**Required task 1:**
Answer these from the Humboldt Bay port article:
(a) Which body sent a delegation to China?
(b) Who vetoed the railroad's debt relief legislation?
(c) What does the article call Westfall Stevedore?
**Required task 2:**
Pick up the Humboldt Bay port article after its final sentence and keep writing it.

**Reading text:**
===
The problem: Poverty, mill closures, rising home prices, the end of the American Dream. The solution: To pull back the Redwood Curtain just a bit, to invite outsiders to invest in new businesses that will give Humboldt County workers a decent wage. The silver bullet: To revive Humboldt Bay as a working port, to rebuild the comatose Northwestern Pacific Railroad line, to bring in goods and to move 'em out -- ships, trains, trucks, cranes, longshoremen, bustle, sweat.

Some believe it's the silver bullet -- or something close to it, anyway. Among them are almost all of our elected officials, from the most junior city councilman all the way up to Congressmen Mike Thompson. And they worked hard this year. The Humboldt Bay Harbor, Recreation and Conservation District -- one of the key bodies promoting harbor/rail development -- sent a delegation to China to schmooze industrialists, in the hope that they might put some funds into developing port and rail facilities, or to pressure the state and federal government to do so. The North Coast Railroad Authority, a state agency with custody of the railroad line, persuaded Congress and the California legislature to ease up on the agency's debt.

For every step they took, though, the ground beneath their feet moved at least as far in the opposite direction. Evergreen Pulp started moving most of its product by truck. Westfall Stevedore, the last locally owned cargo handler on the bay, went out of business. Gov. Schwarzenegger vetoed the railroad's debt relief legislation. The Port of Oakland, which is still touted as a very interested partner in development of Humboldt Bay, announced a new cooperative agreement with the Port of Sacramento. When this paper contacted him in June, Oakland's director of maritime operations said, in essence, best of luck to you, but there's not a lot we can do.
===
[Dataset excerpt]
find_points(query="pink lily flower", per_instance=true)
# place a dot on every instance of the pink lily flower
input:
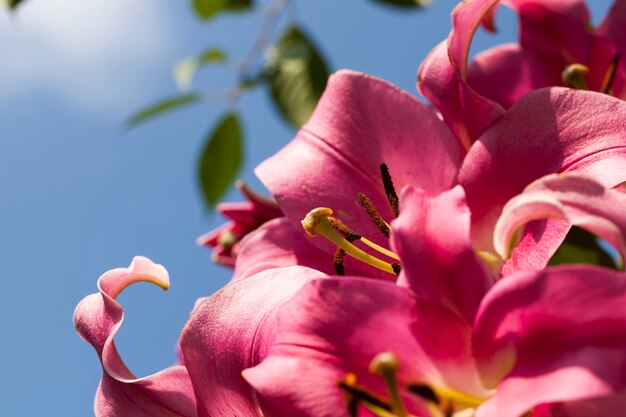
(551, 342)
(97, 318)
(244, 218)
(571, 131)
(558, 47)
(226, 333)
===
**Task output 1:**
(a) The Humboldt Bay Harbor, Recreation and Conservation District
(b) Gov. Schwarzenegger
(c) The last locally owned cargo handler on the bay

**Task output 2:**
Then, in November, the citizens of the Arcata area elected a skeptic -- Mike Wilson -- to serve on the harbor district's board of directors. Wilson ran an insurgent campaign, and his critique was simple: While we're all standing around like some Melanesian Cargo Cult, making offerings to the gods of government and commerce in the hope they'll send some ships our way, there's a whole lot we're not doing. For instance, we have no bike trail around the bay, and we have very few put-in spots for boaters and kayakers. Let's fix that, and won't that also make Humboldt County an incrementally more attractive spot for business and commerce?

It's still a minority opinion. Count on Wilson being at the short end of many 4-1 votes for the next couple of years, at least.

8. PULP

In January, the timber industry was in a very bad way. The Samoa pulp mill had closed its doors; its owners, Stockton Pacific, had thrown in the towel. With the mill out of business, wood waste was stacking up in mill yards all over Humboldt County. Some mill owners hauled their chips up to market in Oregon, others just put them into a big pile and hoped for the best.

Then, just a week or so later, in stepped Lee & Man, a Hong Kong-based pulp and paper concern. They paid off the mill's debts, got it up and running and made a full-court press to introduce themselves to the community. Everyone agreed, at first, that this new company was a breath of fresh air. Personable, committed, engaged, funded -- Lee & Man had everything going for them. They renamed the company Evergreen Pulp.

That breath of fresh air lasted a few months, then it turned a bit foul. The mill accidentally released a cloud of sulfurous gas in May, reminding everyone in Eureka of the town's smelly bad old days. But the more serious problem was that two ancillary pieces of mill equipment were emitting unhealthy, illegal amounts of particulate matter. Some downwind residents organized and raised a fuss.

In May, the North Coast Unified Air Quality Management District held hearings on the issue. Evergreen management said that they had been unaware of the problems at the time of the purchase of the mill. Staff members stated their belief that the company was acting in good faith. The district's hearing board granted Evergreen a temporary variance, giving the company six months to get their house in order.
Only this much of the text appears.